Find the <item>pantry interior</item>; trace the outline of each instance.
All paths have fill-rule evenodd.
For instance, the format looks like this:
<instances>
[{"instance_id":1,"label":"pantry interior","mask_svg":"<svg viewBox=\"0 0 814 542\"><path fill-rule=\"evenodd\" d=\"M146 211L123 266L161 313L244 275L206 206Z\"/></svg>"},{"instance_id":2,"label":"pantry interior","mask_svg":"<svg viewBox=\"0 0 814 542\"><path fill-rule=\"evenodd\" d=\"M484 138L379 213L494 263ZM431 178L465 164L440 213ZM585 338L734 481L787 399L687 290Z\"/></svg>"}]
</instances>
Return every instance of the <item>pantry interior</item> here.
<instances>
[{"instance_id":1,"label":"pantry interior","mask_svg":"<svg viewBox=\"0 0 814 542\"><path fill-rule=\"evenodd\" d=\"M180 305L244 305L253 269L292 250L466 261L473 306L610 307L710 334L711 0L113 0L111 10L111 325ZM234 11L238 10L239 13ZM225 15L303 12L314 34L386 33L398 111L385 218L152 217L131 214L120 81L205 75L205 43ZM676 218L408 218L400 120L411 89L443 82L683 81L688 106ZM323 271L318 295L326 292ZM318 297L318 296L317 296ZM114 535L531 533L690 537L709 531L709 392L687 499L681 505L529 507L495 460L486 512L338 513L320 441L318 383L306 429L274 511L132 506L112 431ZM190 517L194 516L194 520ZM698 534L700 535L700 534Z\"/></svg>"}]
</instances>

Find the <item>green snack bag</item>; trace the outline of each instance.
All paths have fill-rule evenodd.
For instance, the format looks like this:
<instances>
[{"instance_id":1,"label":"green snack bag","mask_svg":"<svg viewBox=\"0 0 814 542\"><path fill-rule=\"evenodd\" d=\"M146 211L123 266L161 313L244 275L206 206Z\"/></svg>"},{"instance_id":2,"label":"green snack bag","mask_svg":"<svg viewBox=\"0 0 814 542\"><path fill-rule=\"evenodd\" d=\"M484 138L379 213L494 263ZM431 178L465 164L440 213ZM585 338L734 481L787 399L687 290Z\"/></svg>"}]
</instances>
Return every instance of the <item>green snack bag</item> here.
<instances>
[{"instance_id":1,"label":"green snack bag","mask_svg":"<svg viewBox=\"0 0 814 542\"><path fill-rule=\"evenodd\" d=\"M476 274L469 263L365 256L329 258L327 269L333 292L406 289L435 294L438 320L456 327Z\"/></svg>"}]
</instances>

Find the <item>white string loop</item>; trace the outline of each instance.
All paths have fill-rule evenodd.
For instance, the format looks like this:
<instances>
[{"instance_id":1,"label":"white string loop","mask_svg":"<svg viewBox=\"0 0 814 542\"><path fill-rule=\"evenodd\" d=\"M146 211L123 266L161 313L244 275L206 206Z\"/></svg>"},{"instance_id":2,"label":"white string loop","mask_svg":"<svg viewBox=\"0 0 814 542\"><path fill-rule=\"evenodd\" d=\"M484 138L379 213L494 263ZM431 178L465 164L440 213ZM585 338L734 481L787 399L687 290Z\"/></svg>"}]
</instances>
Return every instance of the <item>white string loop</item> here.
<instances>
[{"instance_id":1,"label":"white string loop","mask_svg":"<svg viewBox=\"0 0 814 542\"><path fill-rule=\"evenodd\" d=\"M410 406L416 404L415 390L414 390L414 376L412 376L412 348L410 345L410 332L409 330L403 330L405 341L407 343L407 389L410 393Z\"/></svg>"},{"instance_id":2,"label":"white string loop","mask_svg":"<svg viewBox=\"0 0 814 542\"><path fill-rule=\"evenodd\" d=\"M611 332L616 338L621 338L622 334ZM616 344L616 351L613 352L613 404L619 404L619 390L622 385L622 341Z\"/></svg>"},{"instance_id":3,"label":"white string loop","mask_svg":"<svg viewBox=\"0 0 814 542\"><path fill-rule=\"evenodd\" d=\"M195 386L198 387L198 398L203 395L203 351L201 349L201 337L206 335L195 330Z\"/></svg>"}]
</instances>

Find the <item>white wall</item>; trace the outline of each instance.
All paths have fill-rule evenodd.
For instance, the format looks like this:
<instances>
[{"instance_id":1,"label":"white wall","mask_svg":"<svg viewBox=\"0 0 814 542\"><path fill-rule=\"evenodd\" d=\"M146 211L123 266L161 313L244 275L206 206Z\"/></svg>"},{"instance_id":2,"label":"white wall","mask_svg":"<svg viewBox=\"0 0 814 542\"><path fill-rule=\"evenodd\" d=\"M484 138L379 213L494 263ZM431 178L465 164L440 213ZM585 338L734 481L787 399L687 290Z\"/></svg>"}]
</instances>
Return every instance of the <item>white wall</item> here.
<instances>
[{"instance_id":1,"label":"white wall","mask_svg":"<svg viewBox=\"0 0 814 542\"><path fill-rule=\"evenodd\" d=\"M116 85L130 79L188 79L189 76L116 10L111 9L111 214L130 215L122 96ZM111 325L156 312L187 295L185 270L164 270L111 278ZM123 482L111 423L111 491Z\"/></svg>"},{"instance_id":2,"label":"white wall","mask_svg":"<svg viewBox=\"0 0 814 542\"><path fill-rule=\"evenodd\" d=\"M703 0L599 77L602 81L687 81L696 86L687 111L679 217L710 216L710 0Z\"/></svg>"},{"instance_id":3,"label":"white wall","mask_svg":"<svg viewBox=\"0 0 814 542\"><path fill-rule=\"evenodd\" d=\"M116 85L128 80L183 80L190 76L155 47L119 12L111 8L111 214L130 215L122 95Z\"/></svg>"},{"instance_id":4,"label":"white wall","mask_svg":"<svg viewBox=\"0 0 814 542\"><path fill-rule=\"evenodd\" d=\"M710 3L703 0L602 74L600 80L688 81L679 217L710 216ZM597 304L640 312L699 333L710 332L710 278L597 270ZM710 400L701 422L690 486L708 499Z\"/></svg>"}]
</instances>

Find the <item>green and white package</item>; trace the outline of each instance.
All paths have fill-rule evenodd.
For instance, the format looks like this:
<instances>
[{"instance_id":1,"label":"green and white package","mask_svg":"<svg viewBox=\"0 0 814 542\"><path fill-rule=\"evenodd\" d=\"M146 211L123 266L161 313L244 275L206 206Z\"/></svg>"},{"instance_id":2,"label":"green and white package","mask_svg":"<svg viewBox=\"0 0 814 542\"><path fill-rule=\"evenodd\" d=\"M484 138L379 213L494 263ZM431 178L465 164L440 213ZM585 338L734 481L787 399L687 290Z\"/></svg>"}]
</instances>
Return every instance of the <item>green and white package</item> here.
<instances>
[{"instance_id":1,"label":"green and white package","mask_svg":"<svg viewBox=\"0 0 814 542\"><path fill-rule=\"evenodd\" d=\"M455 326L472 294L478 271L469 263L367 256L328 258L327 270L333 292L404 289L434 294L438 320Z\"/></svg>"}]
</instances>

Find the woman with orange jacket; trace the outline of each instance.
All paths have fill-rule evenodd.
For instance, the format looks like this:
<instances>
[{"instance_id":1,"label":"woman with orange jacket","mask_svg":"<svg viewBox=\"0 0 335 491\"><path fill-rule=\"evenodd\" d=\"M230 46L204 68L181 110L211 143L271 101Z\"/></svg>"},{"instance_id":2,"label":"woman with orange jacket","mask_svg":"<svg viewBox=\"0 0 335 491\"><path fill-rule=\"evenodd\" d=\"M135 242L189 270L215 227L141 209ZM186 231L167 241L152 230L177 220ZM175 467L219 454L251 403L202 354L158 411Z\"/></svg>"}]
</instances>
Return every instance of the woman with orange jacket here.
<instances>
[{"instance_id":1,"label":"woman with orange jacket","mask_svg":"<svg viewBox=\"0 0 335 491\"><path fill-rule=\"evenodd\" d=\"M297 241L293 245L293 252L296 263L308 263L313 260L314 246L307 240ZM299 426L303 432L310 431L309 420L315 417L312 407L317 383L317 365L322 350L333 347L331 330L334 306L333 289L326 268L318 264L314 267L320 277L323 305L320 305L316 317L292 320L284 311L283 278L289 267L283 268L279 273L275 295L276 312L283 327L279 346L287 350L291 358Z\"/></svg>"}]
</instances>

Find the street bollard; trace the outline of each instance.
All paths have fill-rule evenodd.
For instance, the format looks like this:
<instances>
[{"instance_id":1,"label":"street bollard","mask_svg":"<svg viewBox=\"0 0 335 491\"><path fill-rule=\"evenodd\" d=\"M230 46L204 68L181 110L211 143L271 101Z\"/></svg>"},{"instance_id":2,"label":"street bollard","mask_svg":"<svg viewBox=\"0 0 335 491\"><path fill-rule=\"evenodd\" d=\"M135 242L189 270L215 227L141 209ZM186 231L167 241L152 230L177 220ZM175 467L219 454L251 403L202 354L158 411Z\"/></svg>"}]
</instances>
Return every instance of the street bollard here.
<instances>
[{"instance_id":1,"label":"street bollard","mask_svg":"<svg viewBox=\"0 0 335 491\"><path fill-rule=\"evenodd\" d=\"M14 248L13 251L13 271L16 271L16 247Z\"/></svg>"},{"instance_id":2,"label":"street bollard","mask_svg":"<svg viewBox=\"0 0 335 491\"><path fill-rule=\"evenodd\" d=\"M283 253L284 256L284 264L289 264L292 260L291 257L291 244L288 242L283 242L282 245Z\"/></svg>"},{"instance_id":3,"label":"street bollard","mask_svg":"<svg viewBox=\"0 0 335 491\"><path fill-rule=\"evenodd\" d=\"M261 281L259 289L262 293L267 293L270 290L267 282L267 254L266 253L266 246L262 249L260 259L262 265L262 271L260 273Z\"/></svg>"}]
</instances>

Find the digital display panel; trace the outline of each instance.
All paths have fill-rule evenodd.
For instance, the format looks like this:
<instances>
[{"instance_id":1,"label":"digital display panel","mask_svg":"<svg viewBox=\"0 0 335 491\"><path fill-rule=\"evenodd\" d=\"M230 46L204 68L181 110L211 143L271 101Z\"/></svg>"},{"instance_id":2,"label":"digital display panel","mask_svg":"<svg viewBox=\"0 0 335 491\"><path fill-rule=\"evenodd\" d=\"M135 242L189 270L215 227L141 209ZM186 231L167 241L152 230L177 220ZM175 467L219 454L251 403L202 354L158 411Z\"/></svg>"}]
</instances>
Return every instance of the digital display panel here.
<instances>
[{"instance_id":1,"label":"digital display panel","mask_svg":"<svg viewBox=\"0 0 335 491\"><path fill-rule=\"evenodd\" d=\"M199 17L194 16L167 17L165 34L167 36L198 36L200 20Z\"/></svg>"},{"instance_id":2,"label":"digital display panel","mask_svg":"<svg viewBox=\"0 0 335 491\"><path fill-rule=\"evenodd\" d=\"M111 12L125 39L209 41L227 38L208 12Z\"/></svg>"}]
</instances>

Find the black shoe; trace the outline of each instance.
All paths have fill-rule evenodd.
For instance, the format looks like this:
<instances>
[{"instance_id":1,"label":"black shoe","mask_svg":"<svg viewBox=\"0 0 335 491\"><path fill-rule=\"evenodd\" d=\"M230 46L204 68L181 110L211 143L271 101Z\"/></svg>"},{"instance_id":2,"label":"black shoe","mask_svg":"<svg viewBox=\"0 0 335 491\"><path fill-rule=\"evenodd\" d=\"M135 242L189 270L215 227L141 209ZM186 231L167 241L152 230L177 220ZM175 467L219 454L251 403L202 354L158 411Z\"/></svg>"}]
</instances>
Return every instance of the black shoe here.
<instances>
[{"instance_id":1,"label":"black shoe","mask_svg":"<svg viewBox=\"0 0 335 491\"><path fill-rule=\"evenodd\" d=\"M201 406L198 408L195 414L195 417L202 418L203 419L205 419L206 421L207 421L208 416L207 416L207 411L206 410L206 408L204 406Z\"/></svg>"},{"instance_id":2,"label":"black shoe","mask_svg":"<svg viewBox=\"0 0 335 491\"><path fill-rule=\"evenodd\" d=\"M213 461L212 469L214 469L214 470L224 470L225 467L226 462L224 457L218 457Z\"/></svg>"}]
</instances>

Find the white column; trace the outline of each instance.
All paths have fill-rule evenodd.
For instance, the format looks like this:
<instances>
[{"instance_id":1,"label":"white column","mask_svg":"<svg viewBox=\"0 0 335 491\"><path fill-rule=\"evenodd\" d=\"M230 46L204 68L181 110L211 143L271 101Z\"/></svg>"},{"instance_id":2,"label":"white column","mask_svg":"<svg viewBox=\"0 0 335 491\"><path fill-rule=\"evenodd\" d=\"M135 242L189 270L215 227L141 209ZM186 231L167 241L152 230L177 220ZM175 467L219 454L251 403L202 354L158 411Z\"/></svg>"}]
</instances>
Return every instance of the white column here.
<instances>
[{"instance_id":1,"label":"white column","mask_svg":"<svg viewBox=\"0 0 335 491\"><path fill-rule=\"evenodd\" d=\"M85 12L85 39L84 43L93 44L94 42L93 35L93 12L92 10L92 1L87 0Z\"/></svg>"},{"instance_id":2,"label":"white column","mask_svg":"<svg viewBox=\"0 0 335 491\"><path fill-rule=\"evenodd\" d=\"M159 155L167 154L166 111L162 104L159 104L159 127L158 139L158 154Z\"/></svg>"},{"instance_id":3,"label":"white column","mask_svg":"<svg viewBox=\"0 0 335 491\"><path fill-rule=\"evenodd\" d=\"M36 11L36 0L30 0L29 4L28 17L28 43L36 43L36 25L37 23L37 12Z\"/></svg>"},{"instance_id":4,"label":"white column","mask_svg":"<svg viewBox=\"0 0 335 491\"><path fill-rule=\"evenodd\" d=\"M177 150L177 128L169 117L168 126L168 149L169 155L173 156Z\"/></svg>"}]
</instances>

▶ **Instructions for the task**
Begin at the line that has "Find the street" and stop after the line that has "Return every instance of the street", and rewrite those lines with "street bollard" changed to "traffic post" and everything else left as it is.

▶ **Solution for this problem**
Find the traffic post; trace the outline of each instance.
All paths have fill-rule evenodd.
For instance, the format looks like this:
<instances>
[{"instance_id":1,"label":"traffic post","mask_svg":"<svg viewBox=\"0 0 335 491\"><path fill-rule=\"evenodd\" d=\"M230 46L204 68L181 110L211 143L271 101Z\"/></svg>"},{"instance_id":2,"label":"traffic post","mask_svg":"<svg viewBox=\"0 0 335 491\"><path fill-rule=\"evenodd\" d=\"M135 242L189 270L215 227L141 209ZM186 231L167 241L152 230L177 220ZM175 467L219 454L251 403L202 354L158 411Z\"/></svg>"}]
</instances>
Return every instance of the traffic post here.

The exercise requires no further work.